Instructions for the task:
Quote the passage of the news summary on the Times editorial from "January 27, 2016" to "Times editorial states.", word for word.

Start of Excerpt

Archive

NYT: Officials Need To Undo Damage Stemming From Investigations

January 27, 2016 — Investigations into Planned Parenthood repeatedly "have found no evidence of wrongdoing," and "a grand jury in Harris County ... went a step further" on Monday, when "it indicted two members" of CMP, a New York Times editorial states.

However, "despite all the evidence," Texas Gov. Greg Abbott (R), "said on Monday that the state attorney general's office and the State Health and Human Services Commission would continue investigating Planned Parenthood," the editorial notes. According to the editorial, "This is a purely political campaign of intimidation and persecution meant to destroy an organization whose mission to serve women's health care needs the governor abhors."

The editorial states, "Neither the videos nor the many investigations that followed have found any evidence that Planned Parenthood employees offered to sell fetal tissue for a profit." According to the editorial, investigations into Planned Parenthood by the federal House Oversight and Government Reform Committee and 12 states, including Texas, "have found no wrongdoing" by the organization.

"Nonetheless, the videos have already had a destructive effect" in Texas and other states, such as Ohio, that "have moved to defund Planned Parenthood," the editorial continues. The editorial states, "These efforts threaten to deprive the country's [lower income] women of health services they need, including cancer screenings, contraceptive care and sexually transmitted infection testing. In many parts of the country, Planned Parenthood is the only source of contraceptive services for low-income women."

According to the editorial, "The indictments should cause politicians to back away from an anti-abortion group that will stop at nothing to attack Planned Parenthood." The penalties Daleiden and Merritt face "will not undo the damage the videos have already done to Planned Parenthood and women's health and reproductive rights," the editorial notes, but "state and federal officials who care about the truth should work to remedy that damage in any way they can." (New York Times, 1/26).

End of Excerpt
Start of Given records

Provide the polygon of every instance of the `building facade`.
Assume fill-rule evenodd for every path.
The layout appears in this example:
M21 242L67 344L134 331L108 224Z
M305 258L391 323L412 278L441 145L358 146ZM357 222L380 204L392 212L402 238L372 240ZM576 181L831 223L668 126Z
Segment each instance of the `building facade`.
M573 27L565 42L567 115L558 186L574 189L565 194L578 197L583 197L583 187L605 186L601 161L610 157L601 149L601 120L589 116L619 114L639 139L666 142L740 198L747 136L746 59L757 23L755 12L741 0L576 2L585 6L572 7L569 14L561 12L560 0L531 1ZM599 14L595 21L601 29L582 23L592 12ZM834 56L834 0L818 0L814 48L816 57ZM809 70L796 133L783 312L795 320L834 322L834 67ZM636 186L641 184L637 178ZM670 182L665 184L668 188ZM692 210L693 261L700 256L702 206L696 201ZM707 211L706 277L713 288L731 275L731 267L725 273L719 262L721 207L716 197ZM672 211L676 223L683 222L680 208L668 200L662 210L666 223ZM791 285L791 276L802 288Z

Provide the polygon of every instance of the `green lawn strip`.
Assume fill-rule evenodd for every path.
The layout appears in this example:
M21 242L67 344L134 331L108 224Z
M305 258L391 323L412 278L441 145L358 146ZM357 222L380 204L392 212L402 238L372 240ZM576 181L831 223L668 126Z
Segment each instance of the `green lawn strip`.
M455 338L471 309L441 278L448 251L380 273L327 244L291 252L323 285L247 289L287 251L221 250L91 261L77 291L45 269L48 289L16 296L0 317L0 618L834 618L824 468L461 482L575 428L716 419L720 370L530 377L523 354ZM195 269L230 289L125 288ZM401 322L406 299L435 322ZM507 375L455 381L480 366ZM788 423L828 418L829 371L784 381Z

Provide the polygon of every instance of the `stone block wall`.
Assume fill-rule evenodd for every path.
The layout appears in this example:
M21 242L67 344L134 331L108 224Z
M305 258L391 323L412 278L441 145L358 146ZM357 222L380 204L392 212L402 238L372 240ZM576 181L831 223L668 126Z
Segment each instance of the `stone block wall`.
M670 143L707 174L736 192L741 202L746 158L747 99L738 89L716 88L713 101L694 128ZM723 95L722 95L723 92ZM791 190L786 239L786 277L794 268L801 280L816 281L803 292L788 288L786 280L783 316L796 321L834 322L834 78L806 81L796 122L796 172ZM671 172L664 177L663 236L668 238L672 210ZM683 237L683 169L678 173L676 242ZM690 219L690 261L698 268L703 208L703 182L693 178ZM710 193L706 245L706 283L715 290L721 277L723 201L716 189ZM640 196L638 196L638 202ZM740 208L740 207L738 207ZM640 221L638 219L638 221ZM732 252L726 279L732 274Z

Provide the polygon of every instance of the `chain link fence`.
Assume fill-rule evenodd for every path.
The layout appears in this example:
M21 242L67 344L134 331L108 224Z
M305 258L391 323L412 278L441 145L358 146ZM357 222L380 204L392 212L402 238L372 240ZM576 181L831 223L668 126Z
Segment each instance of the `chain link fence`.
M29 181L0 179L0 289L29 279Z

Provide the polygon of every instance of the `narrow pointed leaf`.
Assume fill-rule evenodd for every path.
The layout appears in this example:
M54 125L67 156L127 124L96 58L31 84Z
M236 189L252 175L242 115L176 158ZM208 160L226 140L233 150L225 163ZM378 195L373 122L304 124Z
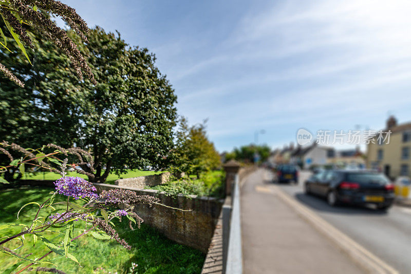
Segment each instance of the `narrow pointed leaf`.
M31 61L30 61L30 58L29 58L29 56L27 55L27 52L26 52L26 49L24 48L24 46L23 46L23 44L22 44L22 42L20 42L20 38L18 38L18 35L17 35L15 32L14 32L13 27L10 25L9 22L3 16L2 16L2 17L3 18L3 21L4 21L4 23L6 24L6 26L7 27L9 31L10 31L10 33L11 33L11 35L13 36L13 38L14 39L16 43L17 43L17 45L18 46L18 47L22 50L22 52L24 54L24 56L25 56L29 61L30 64L32 66L33 64L31 63Z
M0 182L3 182L3 184L10 184L10 182L8 182L6 179L2 176L0 176Z
M45 157L43 157L43 156L44 156L44 155L45 155L46 154L45 154L44 153L42 153L41 152L40 153L38 153L37 154L36 154L35 158L37 158L38 157L41 157L36 159L37 161L38 161L40 163L40 162L43 161L43 159L45 158Z
M68 248L70 247L70 242L73 238L73 232L74 232L74 222L69 222L67 226L66 227L66 234L63 240L63 244L64 247L64 256L67 258L68 254Z
M22 211L22 209L23 209L23 208L25 207L26 206L28 206L29 205L31 205L32 204L35 204L35 205L37 205L38 206L39 206L39 207L40 207L40 205L38 203L36 203L35 202L30 202L30 203L28 203L26 204L25 205L24 205L21 208L20 208L20 210L18 211L18 212L17 212L17 220L18 220L18 214L20 213L20 211Z
M54 253L57 253L57 254L61 256L64 255L64 249L63 249L61 247L59 247L58 246L57 246L57 245L51 242L48 239L44 238L44 236L42 236L40 234L37 234L37 236L42 241L42 242L43 242L43 243L44 244L46 245L46 246L48 247L50 250L51 250ZM79 264L79 265L80 265L79 261L77 261L77 259L76 259L76 257L74 257L71 254L70 254L69 253L67 252L67 258L72 260L72 261L74 261L74 262Z
M18 161L20 160L18 159L16 159L15 160L13 160L10 163L10 166L13 166L14 167L17 167L17 164L18 163Z
M105 209L101 209L101 215L104 218L104 220L106 220L106 222L107 223L108 222L108 214L107 214L107 211L105 211Z
M22 163L20 164L20 166L18 167L18 171L20 171L20 173L22 174L22 175L24 175L24 173L26 172L26 170L25 169L24 167L24 163Z

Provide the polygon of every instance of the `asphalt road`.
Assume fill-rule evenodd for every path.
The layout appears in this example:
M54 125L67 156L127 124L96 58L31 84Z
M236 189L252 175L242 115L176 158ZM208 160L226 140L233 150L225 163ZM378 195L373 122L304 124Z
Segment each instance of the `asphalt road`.
M411 273L411 208L394 206L382 212L367 207L330 207L325 199L304 193L303 181L309 175L302 171L297 185L278 186L401 273Z

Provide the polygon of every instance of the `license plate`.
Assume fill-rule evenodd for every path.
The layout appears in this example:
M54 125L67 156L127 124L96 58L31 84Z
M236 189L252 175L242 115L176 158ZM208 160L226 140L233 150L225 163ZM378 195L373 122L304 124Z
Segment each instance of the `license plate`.
M384 202L384 197L382 196L365 196L364 197L365 202Z

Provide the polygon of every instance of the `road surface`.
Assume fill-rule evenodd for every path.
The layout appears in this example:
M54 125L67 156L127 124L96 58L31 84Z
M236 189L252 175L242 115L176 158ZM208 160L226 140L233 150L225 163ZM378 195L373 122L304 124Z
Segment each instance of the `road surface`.
M309 175L302 171L298 185L277 185L401 273L411 273L411 208L394 206L383 212L364 207L330 207L325 199L304 193L303 182Z
M364 273L346 253L271 193L267 175L267 171L260 169L241 182L244 273Z

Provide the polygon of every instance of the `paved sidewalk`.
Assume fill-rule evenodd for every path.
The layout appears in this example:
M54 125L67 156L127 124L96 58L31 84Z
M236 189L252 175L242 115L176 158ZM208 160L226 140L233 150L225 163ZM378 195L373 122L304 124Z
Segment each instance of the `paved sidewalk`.
M348 257L267 191L267 172L258 170L241 189L245 274L363 273Z

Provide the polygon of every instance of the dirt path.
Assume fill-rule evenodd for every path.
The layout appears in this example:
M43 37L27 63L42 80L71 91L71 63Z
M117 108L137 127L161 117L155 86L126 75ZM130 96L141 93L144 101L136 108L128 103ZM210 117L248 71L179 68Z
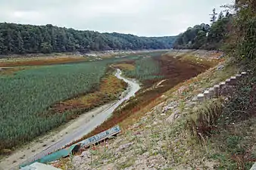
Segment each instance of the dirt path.
M81 138L101 125L111 116L112 112L120 104L135 95L140 88L137 82L122 77L121 74L121 71L117 70L116 76L128 83L128 88L124 91L126 94L123 97L81 115L58 129L27 144L2 159L0 162L0 169L18 169L20 163L39 159L48 153Z

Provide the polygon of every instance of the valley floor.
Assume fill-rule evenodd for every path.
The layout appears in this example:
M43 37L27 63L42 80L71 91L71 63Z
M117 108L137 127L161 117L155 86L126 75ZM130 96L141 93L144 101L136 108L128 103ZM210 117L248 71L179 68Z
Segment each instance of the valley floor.
M239 72L223 62L180 83L148 104L157 106L148 107L138 121L127 119L133 125L123 128L117 138L52 165L62 169L249 169L256 158L254 73L232 93L207 102L192 101L198 93ZM205 119L211 124L205 125Z

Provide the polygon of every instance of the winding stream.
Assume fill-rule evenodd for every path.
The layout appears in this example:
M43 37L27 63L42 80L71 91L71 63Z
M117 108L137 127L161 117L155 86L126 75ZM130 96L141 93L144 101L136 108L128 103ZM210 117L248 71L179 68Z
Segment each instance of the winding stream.
M121 75L122 75L121 70L117 70L117 73L115 74L116 77L123 80L125 82L128 84L127 89L123 92L123 94L125 94L123 97L119 99L118 100L114 102L112 105L107 107L97 115L95 115L87 123L85 123L84 125L80 126L76 129L74 129L73 133L66 134L61 140L53 144L43 151L32 156L30 159L28 159L23 163L39 159L43 157L44 156L47 155L48 153L54 152L55 150L61 148L64 146L67 145L74 141L77 141L82 138L83 136L91 132L97 126L100 125L106 119L111 117L114 110L116 108L117 108L123 101L129 100L133 96L135 96L135 94L140 89L139 85L136 81L127 79L123 77Z

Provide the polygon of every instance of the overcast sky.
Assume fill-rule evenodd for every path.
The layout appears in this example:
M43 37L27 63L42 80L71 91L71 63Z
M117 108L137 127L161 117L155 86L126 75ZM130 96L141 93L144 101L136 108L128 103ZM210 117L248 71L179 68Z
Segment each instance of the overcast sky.
M176 36L233 0L0 0L0 22Z

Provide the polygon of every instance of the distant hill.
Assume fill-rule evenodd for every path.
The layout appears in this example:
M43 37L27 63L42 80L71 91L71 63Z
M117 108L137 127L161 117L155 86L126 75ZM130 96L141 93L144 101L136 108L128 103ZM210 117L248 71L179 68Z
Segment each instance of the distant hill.
M139 37L46 26L0 23L0 54L81 53L105 50L171 48L175 36Z

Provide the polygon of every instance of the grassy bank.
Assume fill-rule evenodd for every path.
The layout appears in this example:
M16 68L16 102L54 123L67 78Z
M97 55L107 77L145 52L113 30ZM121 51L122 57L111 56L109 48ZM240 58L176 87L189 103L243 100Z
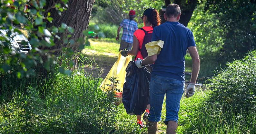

End of Given records

Response area:
January 27, 2016 — Investigations into Planned Parenthood repeatedly "have found no evidence of wrongdoing," and "a grand jury in Harris County ... went a step further" on Monday, when "it indicted two members" of CMP, a New York Times editorial states.